Task description:
Please rewrite all of the material below, swapping each "Habitat-census task" for "Labeling task" and leaving everything else unchanged. Omit the pictures from your answer.

Given data:
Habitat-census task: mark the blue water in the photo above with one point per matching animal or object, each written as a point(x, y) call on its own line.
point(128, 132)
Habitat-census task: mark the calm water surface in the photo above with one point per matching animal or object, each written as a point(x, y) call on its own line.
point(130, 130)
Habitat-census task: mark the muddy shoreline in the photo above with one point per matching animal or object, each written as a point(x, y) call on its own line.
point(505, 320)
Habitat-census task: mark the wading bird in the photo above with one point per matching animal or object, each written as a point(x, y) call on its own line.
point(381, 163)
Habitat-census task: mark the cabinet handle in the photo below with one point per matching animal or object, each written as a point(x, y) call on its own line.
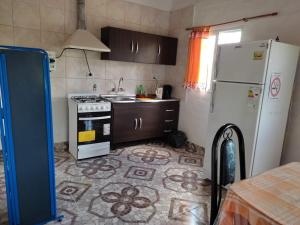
point(169, 121)
point(137, 48)
point(159, 50)
point(213, 95)
point(135, 123)
point(132, 46)
point(3, 126)
point(167, 131)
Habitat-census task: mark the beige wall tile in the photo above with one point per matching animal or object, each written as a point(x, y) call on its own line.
point(115, 9)
point(133, 13)
point(60, 68)
point(96, 8)
point(148, 17)
point(26, 15)
point(162, 20)
point(6, 35)
point(76, 68)
point(77, 85)
point(70, 21)
point(52, 19)
point(52, 41)
point(58, 87)
point(71, 5)
point(97, 68)
point(100, 85)
point(27, 37)
point(6, 12)
point(94, 24)
point(57, 4)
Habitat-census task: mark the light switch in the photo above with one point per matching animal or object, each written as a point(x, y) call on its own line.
point(52, 61)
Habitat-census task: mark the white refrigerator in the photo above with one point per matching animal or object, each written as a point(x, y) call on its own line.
point(252, 89)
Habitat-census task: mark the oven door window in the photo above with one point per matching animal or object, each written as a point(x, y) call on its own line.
point(93, 128)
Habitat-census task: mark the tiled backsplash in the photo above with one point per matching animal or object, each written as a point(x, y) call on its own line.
point(47, 24)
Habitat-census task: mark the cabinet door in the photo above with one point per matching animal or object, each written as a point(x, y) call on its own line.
point(145, 48)
point(150, 121)
point(125, 123)
point(167, 51)
point(120, 42)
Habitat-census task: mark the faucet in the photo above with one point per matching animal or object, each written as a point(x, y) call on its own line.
point(94, 87)
point(156, 83)
point(119, 86)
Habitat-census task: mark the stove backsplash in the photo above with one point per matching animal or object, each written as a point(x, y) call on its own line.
point(71, 76)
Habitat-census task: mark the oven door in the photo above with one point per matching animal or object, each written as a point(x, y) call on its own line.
point(93, 128)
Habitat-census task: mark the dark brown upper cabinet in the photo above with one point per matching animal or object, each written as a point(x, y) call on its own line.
point(132, 46)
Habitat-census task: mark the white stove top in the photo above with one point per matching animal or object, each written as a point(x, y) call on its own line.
point(90, 103)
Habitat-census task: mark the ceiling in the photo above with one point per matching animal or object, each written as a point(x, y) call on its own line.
point(167, 5)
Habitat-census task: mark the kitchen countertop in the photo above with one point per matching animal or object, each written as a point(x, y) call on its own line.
point(133, 99)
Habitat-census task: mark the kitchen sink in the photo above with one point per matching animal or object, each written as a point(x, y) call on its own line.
point(132, 99)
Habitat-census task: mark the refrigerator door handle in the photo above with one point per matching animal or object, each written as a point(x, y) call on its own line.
point(217, 62)
point(213, 95)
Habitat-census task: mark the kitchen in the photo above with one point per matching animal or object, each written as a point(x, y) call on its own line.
point(48, 24)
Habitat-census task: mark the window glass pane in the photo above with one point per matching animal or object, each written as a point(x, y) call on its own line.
point(206, 62)
point(228, 37)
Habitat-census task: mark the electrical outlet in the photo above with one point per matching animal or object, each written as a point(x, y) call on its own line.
point(52, 61)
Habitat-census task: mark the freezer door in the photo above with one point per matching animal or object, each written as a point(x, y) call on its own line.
point(238, 104)
point(244, 63)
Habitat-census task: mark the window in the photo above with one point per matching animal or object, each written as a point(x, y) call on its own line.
point(208, 48)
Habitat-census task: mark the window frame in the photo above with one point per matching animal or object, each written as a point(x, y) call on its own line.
point(216, 32)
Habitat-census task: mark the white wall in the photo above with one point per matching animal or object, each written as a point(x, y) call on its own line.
point(286, 25)
point(47, 24)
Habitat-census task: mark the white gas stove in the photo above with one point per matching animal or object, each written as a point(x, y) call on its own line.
point(89, 125)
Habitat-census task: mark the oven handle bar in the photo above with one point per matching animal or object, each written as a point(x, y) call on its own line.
point(94, 118)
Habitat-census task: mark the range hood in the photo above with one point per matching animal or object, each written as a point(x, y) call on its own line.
point(81, 38)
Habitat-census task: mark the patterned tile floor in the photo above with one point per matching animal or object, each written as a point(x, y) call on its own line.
point(143, 184)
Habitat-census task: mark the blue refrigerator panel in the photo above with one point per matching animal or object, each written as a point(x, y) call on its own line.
point(27, 136)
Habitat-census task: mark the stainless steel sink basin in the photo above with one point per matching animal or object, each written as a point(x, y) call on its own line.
point(124, 99)
point(132, 99)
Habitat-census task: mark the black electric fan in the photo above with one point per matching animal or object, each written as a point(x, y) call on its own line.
point(227, 164)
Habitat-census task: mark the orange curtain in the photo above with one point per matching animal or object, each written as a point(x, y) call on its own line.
point(193, 66)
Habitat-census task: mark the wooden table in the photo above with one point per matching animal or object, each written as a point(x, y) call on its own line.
point(272, 198)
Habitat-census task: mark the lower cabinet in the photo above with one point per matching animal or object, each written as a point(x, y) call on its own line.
point(139, 121)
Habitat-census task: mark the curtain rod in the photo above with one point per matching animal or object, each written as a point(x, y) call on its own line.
point(246, 19)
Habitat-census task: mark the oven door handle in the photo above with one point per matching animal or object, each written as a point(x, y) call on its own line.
point(94, 118)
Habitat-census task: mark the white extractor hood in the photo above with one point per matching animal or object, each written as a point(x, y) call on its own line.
point(81, 38)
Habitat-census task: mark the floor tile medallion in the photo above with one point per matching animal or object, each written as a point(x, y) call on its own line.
point(144, 184)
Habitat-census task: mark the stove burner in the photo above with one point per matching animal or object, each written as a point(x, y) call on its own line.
point(88, 99)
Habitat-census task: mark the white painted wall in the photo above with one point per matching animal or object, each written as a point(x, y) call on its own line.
point(193, 119)
point(167, 5)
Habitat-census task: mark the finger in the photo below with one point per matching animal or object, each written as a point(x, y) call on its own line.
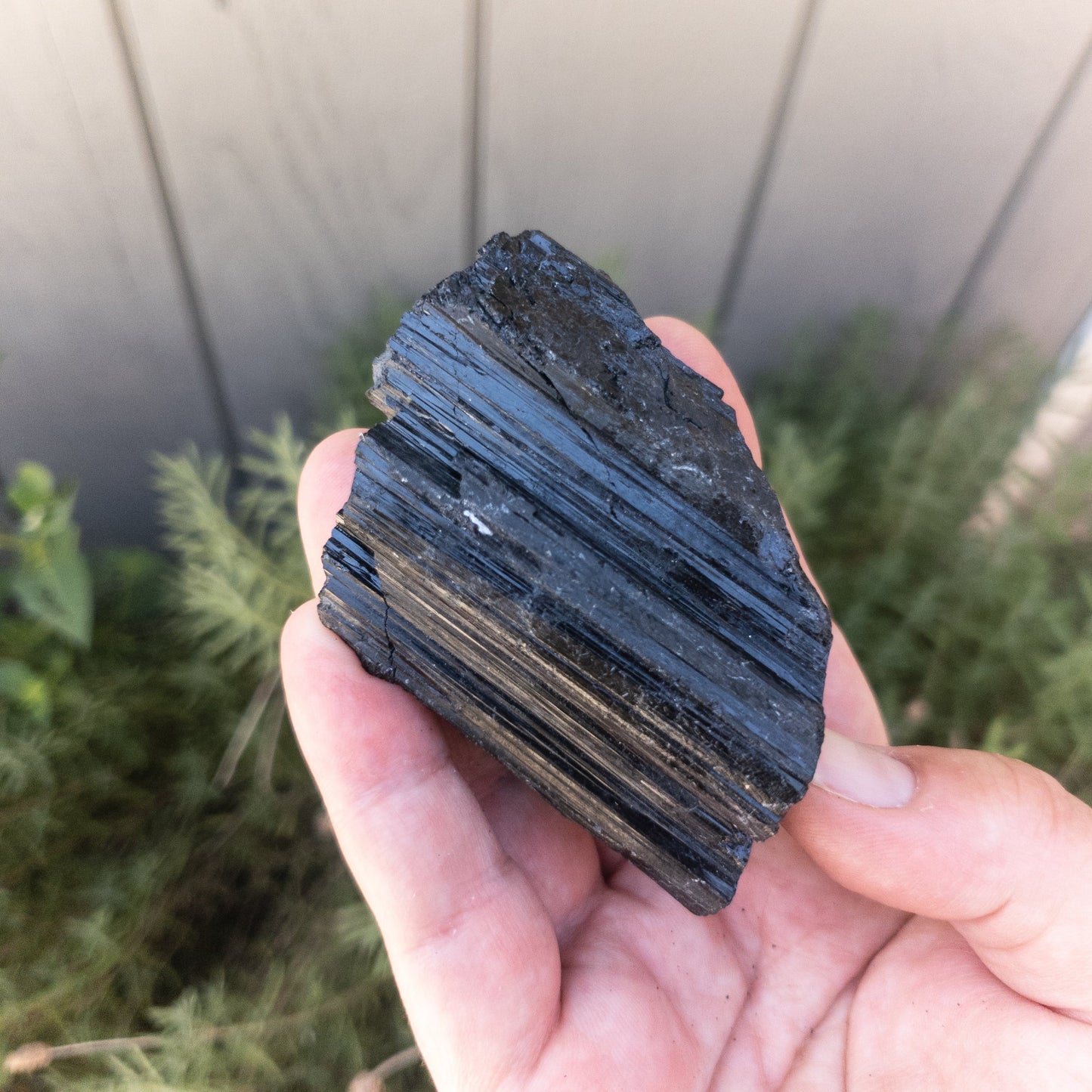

The output:
Labeling task: mark the blue water in the photo above with one point per matching animal or object, each written as a point(x, y) call on its own line.
point(128, 132)
Labeling task: mark the calm water surface in the photo above with one point per matching animal or object, each written as a point(x, y) call on its own line.
point(130, 130)
Labeling task: mark the muddy shoreline in the photo above with one point per matching animal or object, each written as a point(x, y) call on its own line.
point(505, 320)
Labeling task: mark the wading bird in the photo above with one point per matching animal or object, each written as a point(x, y) call on its own line.
point(381, 163)
Labeling task: mark the cabinet handle in the photo below with one point per matching animal or object, each written as a point(x, y) call on its own line.
point(169, 121)
point(137, 48)
point(159, 50)
point(213, 95)
point(135, 123)
point(132, 46)
point(3, 126)
point(167, 131)
Labeling task: mark the beige wall tile in the photo above with one point per matching animal or object, each written as a point(x, y) call on its own line.
point(115, 9)
point(133, 13)
point(60, 68)
point(96, 8)
point(148, 17)
point(26, 15)
point(162, 20)
point(6, 35)
point(76, 68)
point(77, 85)
point(70, 21)
point(52, 19)
point(52, 41)
point(58, 87)
point(71, 5)
point(97, 68)
point(100, 85)
point(27, 37)
point(6, 12)
point(94, 24)
point(57, 4)
Labeling task: mark the light switch in the photo above with one point per matching animal or object, each written as a point(x, y) call on its own line.
point(52, 61)
Labeling task: mark the white refrigerator in the photo above with one point per matching animal or object, each written as a point(x, y) call on its own line.
point(252, 89)
Labeling task: mark the oven door window in the photo above with one point per matching animal or object, each written as a point(x, y) call on its own line.
point(93, 128)
Labeling task: mark the tiled backsplash in the photo above with one point per matching animal or object, each written as a point(x, y) call on its own line.
point(47, 24)
Labeling task: mark the cabinet door in the photo above with one point per matching animal or object, each written as a point(x, y) call on its own line.
point(145, 48)
point(150, 121)
point(125, 123)
point(167, 51)
point(120, 42)
Labeling task: mark the faucet in the photo above with one point per matching animal or object, each written as a point(x, y) call on its own line.
point(94, 87)
point(156, 83)
point(119, 86)
Labeling task: mark the stove backsplash in the photo above with one point per matching animal or object, each written as a point(x, y) call on its own line.
point(71, 76)
Labeling task: mark the oven door in the photo above with one point per matching animal or object, each written as a point(x, y) call on its own line.
point(93, 128)
Labeling task: mark the dark brown upper cabinet in the photo above with one point per matching animal or object, each written as a point(x, y) call on its own line.
point(132, 46)
Labeling task: mark the white stove top in the photo above with one point per matching animal or object, each written as a point(x, y) call on its own line.
point(90, 103)
Labeling task: mark the ceiling in the photo above with one point per matching animal or object, each written as a point(x, y) call on its own line.
point(167, 5)
Labeling task: mark the kitchen countertop in the photo above with one point per matching animal or object, each written as a point(x, y) call on its own line.
point(133, 99)
Labeling task: mark the kitchen sink in the photo above with one point per matching animal or object, each written as a point(x, y) call on its own line.
point(132, 99)
Labeling task: mark the refrigerator door handle in the photo above with one point per matching animal or object, each written as a point(x, y) call on its own line.
point(217, 62)
point(213, 95)
Labeling task: mark the kitchen in the photo above with one point per matching animal or object, each written as a point(x, y) call on its own line.
point(48, 24)
Labeling task: mark the window glass pane in the photo above with one point per matching animal or object, each written as a point(x, y) call on its own line.
point(206, 62)
point(228, 37)
Labeling task: mark the electrical outlet in the photo above with one point per matching animal or object, each written as a point(x, y) call on its own line.
point(52, 61)
Labeling task: mark the freezer door in the photo above with one point per matching animal or object, each written as a point(x, y) call on its own line.
point(238, 104)
point(244, 63)
Labeling task: mark the window in the photo above with one point per matching animal or object, each written as a point(x, y) call on its own line.
point(208, 48)
Labeling task: mark the window frame in the photo above with one point per matching animal or object, each written as a point(x, y) call on its own line.
point(216, 32)
Labeling task: mark the white wall in the photo above with one point per matching animal or object, each written as a point(x, y) call on its own line.
point(286, 25)
point(47, 24)
Labeling task: mark the white gas stove in the photo above with one point per matching animal or object, each written as a point(x, y) call on its own line.
point(89, 125)
Labeling task: mark the oven handle bar in the photo above with one point per matching animal or object, each written as a point(x, y) call on its own line.
point(94, 118)
Labeling task: mark the range hood in the photo above with one point per matching animal or object, each written as a point(x, y) call on its own line.
point(81, 38)
Labeling task: mark the patterned tile floor in the photo above with one point per matching animal or object, each written as a point(x, y) call on its own line.
point(143, 184)
Labeling task: mark the blue refrigerator panel in the photo above with one point per matching animal or object, each written as a point(x, y) call on its own line.
point(27, 136)
Labeling task: mark the stainless steel sink basin in the photo above with one point per matching animal or object, each written as a point(x, y) call on its own line.
point(124, 99)
point(132, 99)
Labeling task: mark the black electric fan in the photo above with one point per matching animal or object, each written as a point(x, y) call on its own line.
point(227, 164)
Labeling task: mark the orange curtain in the photo above with one point per matching animal or object, each written as a point(x, y) call on its own line.
point(193, 66)
Labeling task: mark the wooden table in the photo above with one point per matching animal or object, each written as a point(x, y) call on its own line.
point(272, 198)
Labeling task: mark the lower cabinet in the photo above with one point per matching animal or object, each written as a point(x, y) call on its own line.
point(139, 121)
Labeling task: mark the curtain rod in the photo above with one point per matching animal or object, each written as a point(x, y) call on its own line.
point(246, 19)
Labeling task: mark the oven door handle in the photo above with one point per matching animal or object, each written as a point(x, y) call on its own line.
point(94, 118)
Labeling task: mark the white extractor hood in the photo above with one point per matching animal or object, each written as a point(x, y) call on its own line.
point(81, 38)
Labeling task: mark the floor tile medallion in the photo above with one point per matching animal or object, each written as a point(x, y) call on its own line.
point(144, 184)
Labeling task: mark the stove burner in the photo above with one point per matching animal or object, each written as a point(x, y) call on its own line.
point(88, 99)
Labeling task: mark the white painted wall in the photo above with one point per matching animal or object, each written as a point(x, y) call on its own line.
point(193, 119)
point(167, 5)
Labeling task: mark the finger in the photo below with one point per matching animal or object, each written as a point(x, y) call on its own line.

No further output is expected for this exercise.